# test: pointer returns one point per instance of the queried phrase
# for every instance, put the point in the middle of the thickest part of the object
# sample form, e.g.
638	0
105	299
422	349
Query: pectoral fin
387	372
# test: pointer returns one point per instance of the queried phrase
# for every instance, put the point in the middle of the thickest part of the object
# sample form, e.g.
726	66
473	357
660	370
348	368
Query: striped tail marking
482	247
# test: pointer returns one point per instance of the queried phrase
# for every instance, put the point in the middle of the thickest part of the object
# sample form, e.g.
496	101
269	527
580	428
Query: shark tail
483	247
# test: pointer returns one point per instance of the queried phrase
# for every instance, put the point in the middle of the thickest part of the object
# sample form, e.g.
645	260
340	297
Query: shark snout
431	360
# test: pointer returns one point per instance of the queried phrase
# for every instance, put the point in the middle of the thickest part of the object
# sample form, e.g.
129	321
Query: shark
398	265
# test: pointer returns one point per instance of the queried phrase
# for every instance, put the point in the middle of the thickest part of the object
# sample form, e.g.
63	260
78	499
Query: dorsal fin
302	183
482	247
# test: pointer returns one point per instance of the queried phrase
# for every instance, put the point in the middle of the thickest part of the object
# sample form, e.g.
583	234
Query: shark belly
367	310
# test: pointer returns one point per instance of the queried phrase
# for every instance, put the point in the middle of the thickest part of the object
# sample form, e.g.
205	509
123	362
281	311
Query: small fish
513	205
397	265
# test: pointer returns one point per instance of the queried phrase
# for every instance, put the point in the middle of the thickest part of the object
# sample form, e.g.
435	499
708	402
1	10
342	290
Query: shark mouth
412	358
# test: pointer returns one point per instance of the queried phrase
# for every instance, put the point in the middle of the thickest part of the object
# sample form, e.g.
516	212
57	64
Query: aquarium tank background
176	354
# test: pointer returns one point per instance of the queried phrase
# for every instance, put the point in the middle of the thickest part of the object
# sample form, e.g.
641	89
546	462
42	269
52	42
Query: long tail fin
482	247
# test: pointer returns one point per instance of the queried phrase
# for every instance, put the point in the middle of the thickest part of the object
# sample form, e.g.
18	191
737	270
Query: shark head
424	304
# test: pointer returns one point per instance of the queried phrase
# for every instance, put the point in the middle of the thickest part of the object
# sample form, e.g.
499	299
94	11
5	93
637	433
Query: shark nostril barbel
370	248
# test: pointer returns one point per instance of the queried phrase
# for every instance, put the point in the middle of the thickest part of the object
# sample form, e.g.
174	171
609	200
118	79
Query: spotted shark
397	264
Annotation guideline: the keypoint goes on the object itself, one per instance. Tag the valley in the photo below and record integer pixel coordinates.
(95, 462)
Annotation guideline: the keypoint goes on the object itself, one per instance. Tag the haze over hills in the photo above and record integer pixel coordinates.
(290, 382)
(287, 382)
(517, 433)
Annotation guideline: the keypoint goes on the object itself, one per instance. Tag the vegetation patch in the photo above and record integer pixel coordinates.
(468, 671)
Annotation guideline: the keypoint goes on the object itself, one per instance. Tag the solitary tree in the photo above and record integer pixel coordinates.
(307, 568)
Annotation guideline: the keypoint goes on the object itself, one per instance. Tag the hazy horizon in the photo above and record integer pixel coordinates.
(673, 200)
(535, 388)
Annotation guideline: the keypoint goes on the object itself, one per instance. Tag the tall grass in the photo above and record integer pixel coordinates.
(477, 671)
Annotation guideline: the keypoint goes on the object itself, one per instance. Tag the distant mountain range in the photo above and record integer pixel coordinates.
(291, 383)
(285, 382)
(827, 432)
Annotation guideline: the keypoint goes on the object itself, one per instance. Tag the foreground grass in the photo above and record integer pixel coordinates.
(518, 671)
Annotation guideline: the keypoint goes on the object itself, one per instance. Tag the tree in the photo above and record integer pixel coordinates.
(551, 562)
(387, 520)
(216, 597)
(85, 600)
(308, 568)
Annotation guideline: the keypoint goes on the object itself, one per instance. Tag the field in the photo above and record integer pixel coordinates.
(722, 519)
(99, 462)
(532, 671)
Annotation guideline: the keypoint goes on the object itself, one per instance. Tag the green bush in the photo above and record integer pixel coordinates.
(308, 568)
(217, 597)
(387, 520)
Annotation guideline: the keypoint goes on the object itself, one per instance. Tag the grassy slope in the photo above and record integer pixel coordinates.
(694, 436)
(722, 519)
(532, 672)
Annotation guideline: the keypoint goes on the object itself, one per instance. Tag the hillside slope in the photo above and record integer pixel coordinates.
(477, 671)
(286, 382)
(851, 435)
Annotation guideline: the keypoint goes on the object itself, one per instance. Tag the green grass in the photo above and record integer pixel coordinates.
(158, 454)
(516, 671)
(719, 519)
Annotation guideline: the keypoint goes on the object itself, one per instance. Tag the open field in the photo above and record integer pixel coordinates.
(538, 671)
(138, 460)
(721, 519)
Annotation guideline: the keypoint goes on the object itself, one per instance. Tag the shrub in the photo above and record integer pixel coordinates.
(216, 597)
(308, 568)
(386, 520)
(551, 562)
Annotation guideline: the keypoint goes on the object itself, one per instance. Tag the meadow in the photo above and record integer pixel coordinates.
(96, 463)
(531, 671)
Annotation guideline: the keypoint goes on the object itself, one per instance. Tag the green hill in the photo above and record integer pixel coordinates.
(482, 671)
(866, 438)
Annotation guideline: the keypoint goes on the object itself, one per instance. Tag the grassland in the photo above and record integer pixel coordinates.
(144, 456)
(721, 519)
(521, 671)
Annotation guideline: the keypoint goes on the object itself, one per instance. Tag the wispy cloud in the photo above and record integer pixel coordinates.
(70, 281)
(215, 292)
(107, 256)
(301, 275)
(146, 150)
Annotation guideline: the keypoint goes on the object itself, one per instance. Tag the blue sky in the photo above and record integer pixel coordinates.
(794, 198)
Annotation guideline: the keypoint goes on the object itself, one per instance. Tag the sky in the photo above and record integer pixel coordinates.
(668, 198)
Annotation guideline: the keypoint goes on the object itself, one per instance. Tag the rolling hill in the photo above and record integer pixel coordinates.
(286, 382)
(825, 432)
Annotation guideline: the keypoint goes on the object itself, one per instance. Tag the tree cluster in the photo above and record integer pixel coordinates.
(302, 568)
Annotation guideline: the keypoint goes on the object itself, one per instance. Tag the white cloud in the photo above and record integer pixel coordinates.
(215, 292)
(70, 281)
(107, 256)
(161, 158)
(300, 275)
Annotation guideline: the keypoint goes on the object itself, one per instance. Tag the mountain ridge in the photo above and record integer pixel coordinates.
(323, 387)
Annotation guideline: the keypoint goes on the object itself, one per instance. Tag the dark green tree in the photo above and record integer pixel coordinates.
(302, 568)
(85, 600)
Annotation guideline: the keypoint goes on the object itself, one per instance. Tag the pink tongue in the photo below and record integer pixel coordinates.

---*---

Exactly as written, output all of the entries.

# test: pointer returns one point per instance of the queried phrase
# for every instance, put the point in the middle of the thickest part of the object
# sample form, e.g.
638	0
105	299
422	349
Query: pectoral fin
387	372
# test: pointer returns one point per instance of the queried phrase
# for every instance, put the point in the middle of the thickest part of the object
# sample form, e.g.
726	66
473	357
660	370
348	368
Query: striped tail marking
482	247
# test: pointer returns one point per instance of the queried phrase
# for every instance, put the point in the middle of the thickest part of the object
# sample form, e.g.
496	101
269	527
580	428
Query: shark tail
483	247
# test: pointer returns one point per instance of the queried phrase
# for every instance, put the point in the middle of the thickest part of the object
# sample form, e.g.
645	260
340	297
Query: shark snout
431	360
# test: pointer returns one point per instance of the queried phrase
# for every instance, put the point in the middle of the thickest part of the object
# sample form, e.g.
129	321
Query: shark
398	265
# test: pointer returns one point per instance of the queried phrase
# for every instance, put the point in the middle of the thickest part of the object
# sample form, e.g.
63	260
78	499
Query: dorsal fin
302	183
482	247
# test: pointer returns one point per instance of the queried phrase
# for every instance, put the point in the middle of the thickest part of the object
# sample form, e.g.
583	234
Query: shark belly
367	310
# test: pointer returns one point per instance of the queried phrase
# for every instance, put the point in the middle of the thickest part of the object
# sample form, e.g.
205	509
123	362
281	311
Query: small fish
513	205
397	265
# test: pointer returns one point per instance of the queried phrase
# for every instance, put the point in the middle of the thickest part of the object
# sample form, e.g.
435	499
708	402
1	10
342	290
Query: shark mouth
412	358
# test: pointer returns one point per instance of the queried phrase
# for every instance, put the point in the middle of the thickest part of the object
# sample form, e.g.
516	212
57	64
Query: aquarium tank background
176	354
# test: pointer returns one point per instance of the queried phrase
# for every instance, put the point in the middle of the thickest part of the object
# sample form, e.g.
641	89
546	462
42	269
52	42
Query: long tail fin
482	247
# test: pointer returns one point per instance of the queried phrase
# for every instance, put the point in the middle of the thickest part of the object
# sample form, e.g.
18	191
737	270
Query: shark head
424	304
# test: pointer returns one point per instance of the queried phrase
# for every instance, put the point in the middle of the thickest part of the object
# sample form, e.g.
499	299
94	11
5	93
637	433
Query: shark nostril barbel
370	248
# test: pointer returns one point per instance of the queried phrase
# for every instance, put the point in the middle of the thickest part of the object
# sample form, e.g.
174	171
609	200
118	79
Query: spotted shark
397	264
Annotation guideline: the keypoint goes on the object itself, one per instance. Tag the valley in the photo below and record integer pixel coordinates.
(95, 462)
Annotation guideline: the keypoint goes on the object itself, one per instance. Tag the haze over hills in the photo above and record integer pixel coordinates.
(290, 382)
(287, 382)
(517, 433)
Annotation guideline: the keypoint goes on the object itself, one per instance. Tag the vegetation patch in the photo above and record integer pixel coordinates.
(468, 671)
Annotation guideline: the keypoint goes on the object itself, one per instance. Tag the solitary tree in the photo above and record integer pixel coordinates.
(307, 568)
Annotation guideline: the keypoint goes on the object itself, one per instance. Tag the hazy horizon in the photo above and record integer pixel coordinates.
(673, 200)
(535, 388)
Annotation guideline: the keypoint goes on the object itself, one per instance. Tag the tall grass in the photo above and record integer pixel coordinates.
(477, 671)
Annotation guideline: the keypoint goes on the object itself, one per instance. Tag the distant mountain range in the photo above and record integer pixel coordinates.
(291, 383)
(285, 382)
(827, 432)
Annotation guideline: the keypoint goes on the object itself, one per instance. Tag the foreground grass in the photo above and record integer pixel coordinates.
(518, 671)
Annotation guideline: the keypoint goes on the object itself, one per instance. Tag the tree in the photo above and record integer pixel coordinates.
(551, 562)
(387, 520)
(216, 597)
(85, 600)
(308, 568)
Annotation guideline: the keypoint goes on the object itself, one per instance. Tag the field in the photo above and record integer pixel coordinates.
(722, 519)
(99, 462)
(532, 671)
Annotation guideline: the keypoint goes on the object itself, one per instance. Tag the green bush in the photo above and record integer pixel coordinates.
(308, 568)
(217, 597)
(387, 520)
Annotation guideline: the keypoint goes on the object itself, one per instance. Tag the grassy slope in the photo above and record integer pixel coordinates.
(694, 436)
(722, 519)
(532, 672)
Annotation guideline: the keypoint goes on the object itself, one per instance. Tag the hillside slope in the photo above and record integer pixel coordinates.
(477, 671)
(286, 382)
(851, 435)
Annotation guideline: the keypoint goes on the object itself, one per instance. Tag the green grass in the photo above and record integer pixel coordinates.
(158, 454)
(516, 671)
(719, 519)
Annotation guideline: the keypoint goes on the object itself, one per instance. Tag the open field in the photo above and record integer pixel coordinates.
(538, 671)
(138, 460)
(721, 519)
Annotation guideline: the keypoint goes on the object itself, one per instance. Tag the shrub in the photo above and record integer pixel coordinates.
(216, 597)
(308, 568)
(386, 520)
(551, 562)
Annotation guideline: the keypoint goes on the object itself, one per instance. Tag the meadow in the photo above and record integer pixel coordinates.
(96, 463)
(531, 671)
Annotation guideline: the keypoint goes on the object itself, one per instance. Tag the green hill in the photo above and record integer pixel coordinates.
(482, 671)
(866, 438)
Annotation guideline: the keypoint goes on the object itself, one per instance. Tag the grassland in the photo above and record integer pixel coordinates.
(144, 456)
(721, 519)
(521, 671)
Annotation guideline: the keypoint goes on the object itself, one per instance. Tag the wispy cloud in the photo above and record integer pixel coordinates.
(70, 281)
(215, 292)
(107, 256)
(301, 275)
(146, 150)
Annotation guideline: the keypoint goes on the object itself, one per instance. Tag the blue sky in the photo above and record integer pixel coordinates.
(794, 198)
Annotation guideline: the keypoint goes on the object itself, one per instance. Tag the sky in the photo above and record integer pixel coordinates.
(668, 198)
Annotation guideline: the keypoint goes on the object itself, one per instance. Tag the rolling hill in the photo above and record integer pixel coordinates.
(286, 382)
(825, 432)
Annotation guideline: the keypoint goes on the object itself, one per instance. Tag the tree cluster in the photo above and record integer pixel coordinates.
(302, 568)
Annotation guideline: the keypoint goes on the object itself, one per instance. Tag the white cloud in the photo above and record integer pixel coordinates.
(215, 292)
(70, 281)
(107, 256)
(161, 158)
(300, 275)
Annotation guideline: the keypoint goes on the object itself, one per instance. Tag the mountain ridge in the photo above and record integer pixel coordinates.
(323, 387)
Annotation guideline: the keypoint goes on the object itself, one per instance. Tag the dark green tree in the photo above and record integer pixel coordinates.
(302, 568)
(85, 600)
Annotation guideline: the keypoint goes on the object itself, one per instance. Tag the pink tongue in the photo below and record integer pixel coordinates.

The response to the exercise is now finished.